--- Selected excerpt ---
=====

Center dream realized for HSU's Duke

Golfer Ken Duke was a four-time All-Arkansas Intercollegiate Conference golfer and a 1992 graduate of Henderson State.
Golfer Ken Duke was a four-time All-Arkansas Intercollegiate Conference golfer and a 1992 graduate of Henderson State.

ARKADELPHIA -- He may not be playing in the current FedEx Cup playoffs, but even if he had, it would have been difficult to pull PGA Tour veteran Ken Duke away from the Henderson State campus Saturday.

Duke, joined by his family, friends, the Reddies golf teams and about 100 others, was on hand on a humid morning for the ribbon-cutting ceremony of the Ken Duke Golf Center, a state-of-the-art facility located just off Arkansas 7 upon entering the Henderson State campus. Duke later conducted the coin toss before the Reddies' football game against Northwestern Oklahoma State where he and his family were honored at halftime.

=====

Set down the passage of the Ken Duke Golf Center article between "Duke, joined by" and "honored at halftime.", inclusive, word for word.

--- Supplied material ---
=====

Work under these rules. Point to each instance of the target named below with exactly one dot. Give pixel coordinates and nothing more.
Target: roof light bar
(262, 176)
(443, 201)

=====

--- Solved exercise ---
Duke, joined by his family, friends, the Reddies golf teams and about 100 others, was on hand on a humid morning for the ribbon-cutting ceremony of the Ken Duke Golf Center, a state-of-the-art facility located just off Arkansas 7 upon entering the Henderson State campus. Duke later conducted the coin toss before the Reddies' football game against Northwestern Oklahoma State where he and his family were honored at halftime.